**WHAT YOU HAVE TO DO:** Transcribe each entry below exactly. Pictures do not go in the copy.

· · · · ·

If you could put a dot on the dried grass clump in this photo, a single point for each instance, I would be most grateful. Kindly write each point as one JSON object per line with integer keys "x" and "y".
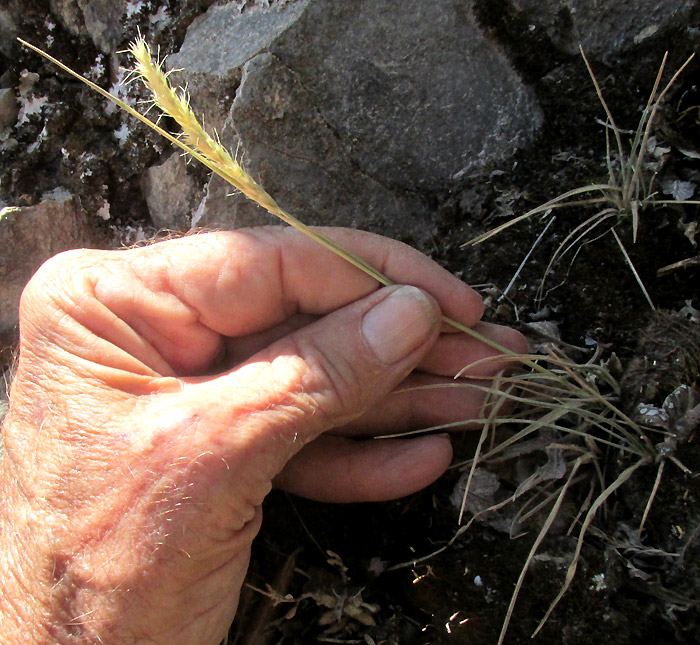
{"x": 629, "y": 191}
{"x": 576, "y": 404}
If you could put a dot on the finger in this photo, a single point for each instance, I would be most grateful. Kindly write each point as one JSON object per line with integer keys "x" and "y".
{"x": 430, "y": 397}
{"x": 180, "y": 294}
{"x": 424, "y": 401}
{"x": 335, "y": 469}
{"x": 451, "y": 354}
{"x": 469, "y": 356}
{"x": 323, "y": 375}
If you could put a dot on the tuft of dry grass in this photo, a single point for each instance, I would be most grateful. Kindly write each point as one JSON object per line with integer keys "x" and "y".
{"x": 630, "y": 188}
{"x": 575, "y": 402}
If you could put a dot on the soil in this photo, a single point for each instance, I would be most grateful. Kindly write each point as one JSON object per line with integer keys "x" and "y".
{"x": 332, "y": 569}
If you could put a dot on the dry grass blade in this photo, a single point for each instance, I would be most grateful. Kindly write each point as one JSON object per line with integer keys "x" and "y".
{"x": 538, "y": 540}
{"x": 627, "y": 191}
{"x": 599, "y": 501}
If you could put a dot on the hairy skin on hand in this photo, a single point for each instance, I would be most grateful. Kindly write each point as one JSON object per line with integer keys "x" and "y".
{"x": 161, "y": 392}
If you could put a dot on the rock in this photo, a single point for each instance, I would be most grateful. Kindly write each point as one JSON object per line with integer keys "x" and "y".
{"x": 301, "y": 162}
{"x": 352, "y": 113}
{"x": 170, "y": 193}
{"x": 101, "y": 20}
{"x": 603, "y": 29}
{"x": 8, "y": 108}
{"x": 218, "y": 44}
{"x": 30, "y": 236}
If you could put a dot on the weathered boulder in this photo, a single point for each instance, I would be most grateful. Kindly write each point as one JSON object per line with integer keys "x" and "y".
{"x": 354, "y": 113}
{"x": 101, "y": 20}
{"x": 170, "y": 193}
{"x": 30, "y": 236}
{"x": 602, "y": 28}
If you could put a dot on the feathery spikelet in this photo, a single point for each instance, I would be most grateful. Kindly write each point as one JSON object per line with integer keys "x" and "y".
{"x": 195, "y": 141}
{"x": 195, "y": 137}
{"x": 175, "y": 104}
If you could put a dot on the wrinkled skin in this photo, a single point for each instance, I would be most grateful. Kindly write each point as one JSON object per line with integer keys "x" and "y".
{"x": 161, "y": 392}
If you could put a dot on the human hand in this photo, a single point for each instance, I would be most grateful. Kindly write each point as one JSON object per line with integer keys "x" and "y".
{"x": 160, "y": 393}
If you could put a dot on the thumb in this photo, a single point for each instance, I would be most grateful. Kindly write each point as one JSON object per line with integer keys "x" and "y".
{"x": 333, "y": 370}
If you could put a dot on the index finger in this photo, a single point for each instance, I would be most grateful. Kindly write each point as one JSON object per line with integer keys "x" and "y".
{"x": 245, "y": 281}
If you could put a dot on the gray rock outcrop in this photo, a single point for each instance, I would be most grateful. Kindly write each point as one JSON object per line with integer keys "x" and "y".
{"x": 603, "y": 28}
{"x": 351, "y": 113}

· · · · ·

**EXPECTED ANSWER:**
If you could put a dot on the dried grass clump in this photo, a single point for each instance, I would be most grateful. Kindly write each point as one JSON object per line with integer keys "x" and "y".
{"x": 629, "y": 191}
{"x": 576, "y": 404}
If you could put a dot on the finger in this photo, a single point for each instance, I would be most grateful. Kindly write each point as one JSON object per line with integer keys "x" and "y".
{"x": 430, "y": 397}
{"x": 180, "y": 294}
{"x": 424, "y": 401}
{"x": 335, "y": 469}
{"x": 451, "y": 354}
{"x": 469, "y": 356}
{"x": 323, "y": 375}
If you could put a dot on the tuft of dry grass in this photo, a single point for each instance, I would be most grateful. Kindly write each point as one JSON object per line with integer keys "x" and "y".
{"x": 630, "y": 188}
{"x": 575, "y": 402}
If you could put a dot on the soil in this photo, a single point for each instance, I would be most grateful. Kindly write each point as one JSON object per line with integer keys "x" and "y".
{"x": 332, "y": 569}
If you could put a dot on the dry grass blade in this photo, a single point for each instance, I would be most grateful. Kindly write each point as one JSON object per line with integer keys "x" and "y".
{"x": 538, "y": 540}
{"x": 627, "y": 191}
{"x": 599, "y": 501}
If you could put a dot on the hairy skin on hand in this photo, a single point for each instance, I would be most grateful. Kindly write each point as one JSON object per line with integer keys "x" and "y".
{"x": 161, "y": 392}
If you could put a dot on the rock in this photo, a single point for each instance, I would be most grateful. Kindly write each point as one JSON object per line with integer keys "x" and "y".
{"x": 301, "y": 162}
{"x": 352, "y": 113}
{"x": 170, "y": 193}
{"x": 101, "y": 20}
{"x": 603, "y": 29}
{"x": 8, "y": 108}
{"x": 218, "y": 44}
{"x": 30, "y": 236}
If you could put a dot on the weathered boulder in this photo, a single point for each instance, I would be most grateful. Kindly write each point as one JSON object per line with integer keys "x" and "y".
{"x": 354, "y": 113}
{"x": 101, "y": 20}
{"x": 170, "y": 193}
{"x": 30, "y": 236}
{"x": 602, "y": 28}
If you could put a dot on the feathery spikelet in this photo, a single point for each instance, I would be most grateful. Kindly write each point as one JSON object per line with integer keys "x" and "y".
{"x": 195, "y": 141}
{"x": 195, "y": 137}
{"x": 175, "y": 104}
If you could put a dot on the wrinkled skin in this photo, a single point for each instance, I would be most grateful. Kindly write each point as one JSON object per line with integer keys "x" and "y".
{"x": 161, "y": 392}
If you could put a dot on the human hand in this photo, a single point for each instance, I would be most grateful. Kindly write each point as one JSON object per line with integer keys "x" and "y".
{"x": 160, "y": 393}
If you could put a dot on the thumb in this photo, a single point for each instance, I would be most grateful. Kindly write each point as one JSON object per line with integer keys "x" and "y".
{"x": 333, "y": 370}
If you could put a dot on the index finger in this photo, a single point for each instance, I would be most grateful. Kindly write each point as one JSON object per line with integer keys "x" and "y".
{"x": 245, "y": 281}
If you could put a dot on the gray rock outcrop in this photo, a single point for each instance, I would be most grateful. Kindly write each point as one JSON object per line with integer keys "x" and "y".
{"x": 603, "y": 28}
{"x": 351, "y": 113}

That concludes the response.